**Extract provided**.
Wav2vec: State-of-the-art speech recognition through self-supervision

9/19/2019

We’re releasing our code for wav2vec, an algorithm that uses raw, unlabeled audio to train automatic speech recognition (ASR) models.
This self-supervised approach beats traditional ASR systems that rely solely on transcribed audio, including a 22 percent accuracy improvement over Deep Speech 2, while using two orders of magnitude less labeled data.
Wav2vec trains models to learn the difference between original speech examples and modified versions, often repeating this task hundreds of times for each second of audio, and predicting the correct audio milliseconds into the future.
Reducing the need for manually annotated data is important for developing systems that understand non-English languages, particularly those with limited existing training sets of transcribed speech. Wav2vec is also part of our ongoing commitment to self-supervised training, which could accelerate the development of AI systems across the field.

With thousands of languages spoken around the world, we need powerful, versatile AI speech recognition systems that work effectively for everyone, in whatever language they happen to speak. We’re developing ways to build such systems more efficiently, and across more languages, including those with fewer existing resources for training AI. Today we are sharing the code and technical details related to wav2vec, a new, self-supervised approach to automatic speech recognition. Our algorithm trains models by making them pick between original speech examples and modified versions, and repeating this task hundreds of times per second of audio.

This approach achieved the best published result to date on the popular WSJ benchmark while using two orders of magnitude less labeled training data than a comparable system. The algorithm works with existing ASR systems and uses raw audio as training data, without the need for written transcriptions, demonstrating that self-supervision can make even high-performing speech recognition models more effective. For example, our wav2vec-based system demonstrated a 22 percent relative error reduction over Deep Speech 2, the previous best character-based system in the literature today.

Wav2vec trains models by making them pick between existing 10-milliseconds-long audio clips and distractor clips swapped in from elsewhere in the same example. Models must also predict the correct audio clips further into the future, increasing the difficulty and utility of the task for training.

Wav2vec represents a step forward for ASR systems, and it’s a promising direction for recognizing speech in languages that do not have extensive datasets for training AI systems. But it’s also part of our long-term vision for self-supervised training, an approach that takes advantage of unlabeled training examples and enables us to move beyond the comparatively limited number of datasets that have been gathered and annotated specifically for training AI systems.

Turning raw audio into self-supervised representations

ASR systems are typically trained on transcribed speech data, with audio sequences that come paired with corresponding text. But these examples require labeling vast amounts of audio data, a time- and resource-intensive process that slows the creation and improvement of AI-based speech systems. And while researchers currently have access to thousands of hours of publicly available speech examples for English, less than half of the people on Facebook speak English, and ASR training sets for other languages are often limited or nonexistent. We want to not only help communities everywhere benefit from the best speech recognition technology but also detect harmful content in any language. Exploring self-supervision for ASR development is an important part of achieving those goals.

**Set problem**.
In the wav2vec article above, turn the paragraph that begins "This approach achieved the best published result" into a short bulleted list that keeps its main facts. The data after this text is not needed for anything here.

**Stored data**.
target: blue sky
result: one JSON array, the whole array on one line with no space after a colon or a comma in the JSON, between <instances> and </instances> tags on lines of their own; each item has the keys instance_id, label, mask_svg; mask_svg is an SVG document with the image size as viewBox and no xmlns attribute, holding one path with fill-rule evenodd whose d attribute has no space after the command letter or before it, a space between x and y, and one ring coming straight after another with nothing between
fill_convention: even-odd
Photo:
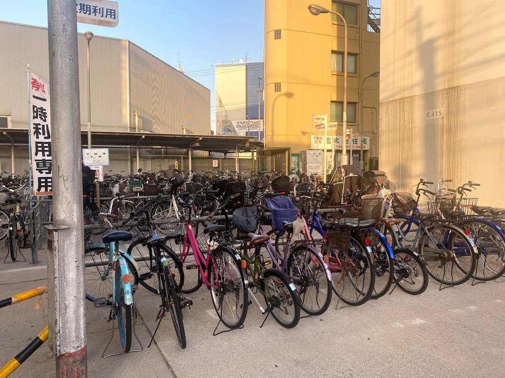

**Solution**.
- Best published result to date on the WSJ benchmark, using two orders of magnitude less labeled training data than a comparable system
- Works with existing ASR systems and trains on raw audio, with no written transcriptions needed
- Shows that self-supervision can make even high-performing speech recognition models more effective
- Example: a 22 percent relative error reduction over Deep Speech 2, the previous best character-based system in the literature